— Do this —
Put every line of the records below into a Markdown table with the columns Row and Line, numbering the rows and omitting blank lines.

— Data for this task —
-------------------------

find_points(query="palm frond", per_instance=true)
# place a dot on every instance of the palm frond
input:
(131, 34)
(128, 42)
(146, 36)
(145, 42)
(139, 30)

-------------------------

— Task result —
| Row | Line |
|---|---|
| 1 | find_points(query="palm frond", per_instance=true) |
| 2 | # place a dot on every instance of the palm frond |
| 3 | input: |
| 4 | (131, 34) |
| 5 | (128, 42) |
| 6 | (146, 36) |
| 7 | (145, 42) |
| 8 | (139, 30) |